**GIVEN INSTRUCTION:** Pick up the paper on the ATLA Center for Electronic Texts in Religion and its ATLAS Project right after its last sentence, and keep writing it.

--- Start DOCUMENT EXCERPT ---

This article was presented as a paper at the Research Libraries Group Forum, May 20-21, 1999, at Emory University.

The ATLAS Project of the Center for Electronic Texts in Religion:

50 Years of 50 Journals

James R. Adair
Director, ATLA Center for Electronic Texts in Religion

On January 1, 1999, the American Theological Library Association created the new Center for Electronic Texts in Religion (CETR), based in Atlanta. The purpose of CETR is to disseminate electronic texts of interest to scholars of religion, to promote the publication of original scholarly works in formats compatible with online study and distribution, to support other efforts to move the academic study of religion into the information age, and to remain on the forefront of advances in technology through a commitment to research and development. CETR will plan, evaluate, and direct a variety of electronic projects dealing with the academic study of religion. The first project sponsored by CETR will be ATLAS, the ATLA Serials project.

--- End DOCUMENT EXCERPT ---
--- Start DATA PROVIDED ---

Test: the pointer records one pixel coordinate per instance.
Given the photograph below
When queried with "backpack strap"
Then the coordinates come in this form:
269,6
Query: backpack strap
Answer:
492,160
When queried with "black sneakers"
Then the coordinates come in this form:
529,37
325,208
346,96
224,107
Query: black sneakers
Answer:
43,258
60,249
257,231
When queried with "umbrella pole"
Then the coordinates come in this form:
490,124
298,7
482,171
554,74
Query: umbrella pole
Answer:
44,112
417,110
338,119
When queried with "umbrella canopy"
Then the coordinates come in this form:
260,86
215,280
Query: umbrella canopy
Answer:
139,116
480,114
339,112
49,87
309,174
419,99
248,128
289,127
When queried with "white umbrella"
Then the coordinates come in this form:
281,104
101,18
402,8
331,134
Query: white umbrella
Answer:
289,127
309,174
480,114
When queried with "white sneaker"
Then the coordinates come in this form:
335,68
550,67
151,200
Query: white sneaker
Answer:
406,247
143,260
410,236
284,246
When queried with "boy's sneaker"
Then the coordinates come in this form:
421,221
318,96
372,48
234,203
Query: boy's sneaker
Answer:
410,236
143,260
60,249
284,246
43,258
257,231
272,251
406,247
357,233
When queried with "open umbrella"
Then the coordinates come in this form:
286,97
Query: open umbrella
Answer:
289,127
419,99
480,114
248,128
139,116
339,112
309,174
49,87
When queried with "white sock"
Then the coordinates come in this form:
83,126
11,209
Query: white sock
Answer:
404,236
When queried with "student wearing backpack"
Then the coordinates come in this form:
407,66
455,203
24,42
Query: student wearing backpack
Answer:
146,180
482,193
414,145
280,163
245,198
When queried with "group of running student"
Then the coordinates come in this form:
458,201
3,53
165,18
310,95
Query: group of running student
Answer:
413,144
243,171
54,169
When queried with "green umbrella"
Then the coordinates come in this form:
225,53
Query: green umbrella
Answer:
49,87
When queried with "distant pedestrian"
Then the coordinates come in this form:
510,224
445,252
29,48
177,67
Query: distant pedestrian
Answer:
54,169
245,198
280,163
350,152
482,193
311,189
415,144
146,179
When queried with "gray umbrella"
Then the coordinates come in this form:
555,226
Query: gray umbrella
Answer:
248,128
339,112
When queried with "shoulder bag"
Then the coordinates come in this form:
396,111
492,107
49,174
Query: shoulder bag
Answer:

--- End DATA PROVIDED ---

**TASK OUTPUT:**
An Overview of ATLAS

ATLAS is designed to take 50 religion journals and 50 years' worth of volumes of each, for those that go back that far, digitize them, and make them accessible from the Web. In some cases, where a journal has been in existence for more than 50 years, ATLAS may work with the publisher to see about including the entire run of the journal. Having access to earlier scholarly research is important in a field like religion, where modern theories and approaches to the subject frequently build on, or react to, work that is decades old. We will market ATLAS journals both to institutions and to individual scholars.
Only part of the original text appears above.